* START ENTRIES SUPPLIED *
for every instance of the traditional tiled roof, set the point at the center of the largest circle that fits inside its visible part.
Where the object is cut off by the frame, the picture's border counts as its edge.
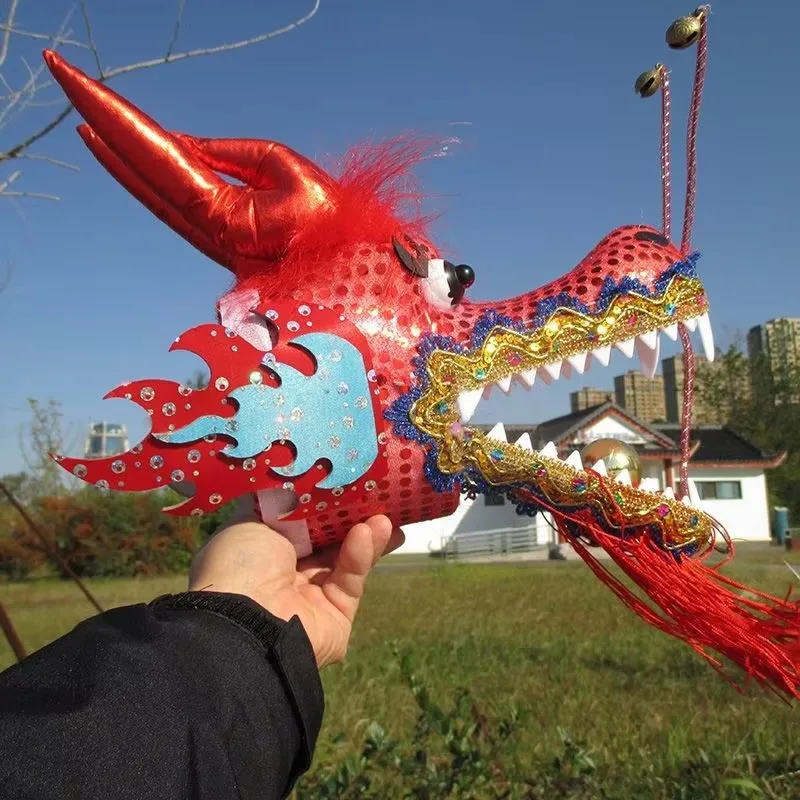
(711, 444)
* END ENTRIES SUPPLIED *
* START ENTRIES SUPPLIED *
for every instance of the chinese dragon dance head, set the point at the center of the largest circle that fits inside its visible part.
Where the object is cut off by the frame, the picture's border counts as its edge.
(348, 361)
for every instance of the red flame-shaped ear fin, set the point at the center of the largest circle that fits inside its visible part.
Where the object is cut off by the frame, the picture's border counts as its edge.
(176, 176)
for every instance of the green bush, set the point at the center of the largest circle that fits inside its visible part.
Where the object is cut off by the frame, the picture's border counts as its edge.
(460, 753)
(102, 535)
* END ENTRIES SUPPLIED *
* START ENTRIES SUPPLIED *
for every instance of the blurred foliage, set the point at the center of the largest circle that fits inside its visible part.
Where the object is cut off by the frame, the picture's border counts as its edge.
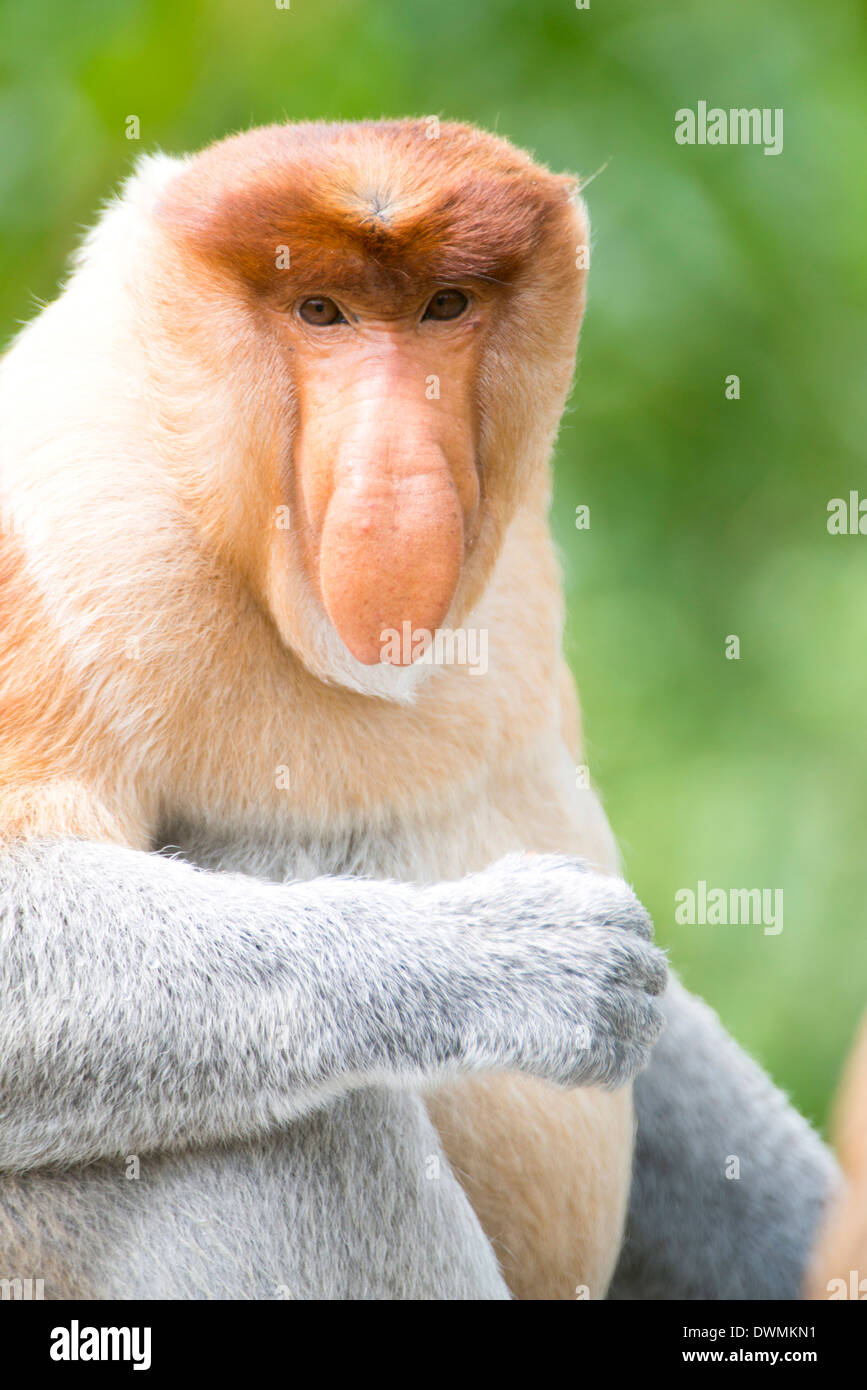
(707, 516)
* END ENTRIES SUPPLIED *
WHAT TO WORK ON:
Pull out each line in the listing above that contains the word "fits".

PROBLEM SOLUTION:
for every instance of the traditional tiled roof, set the point at the center of the largest circle that fits inside its visible part.
for every instance of the chinese dragon dance head, set the point at the center of the largest circle that fits inside its visible part.
for every instance of the red flame-shaped ear fin, set the point at the center of the largest circle that fits inside its visible part.
for every instance of the green bush, set the point at the center of the largest circle that fits inside its visible part.
for every instance of the blurred foliage, set the point at the center of the largest circle that fits inside its visible part.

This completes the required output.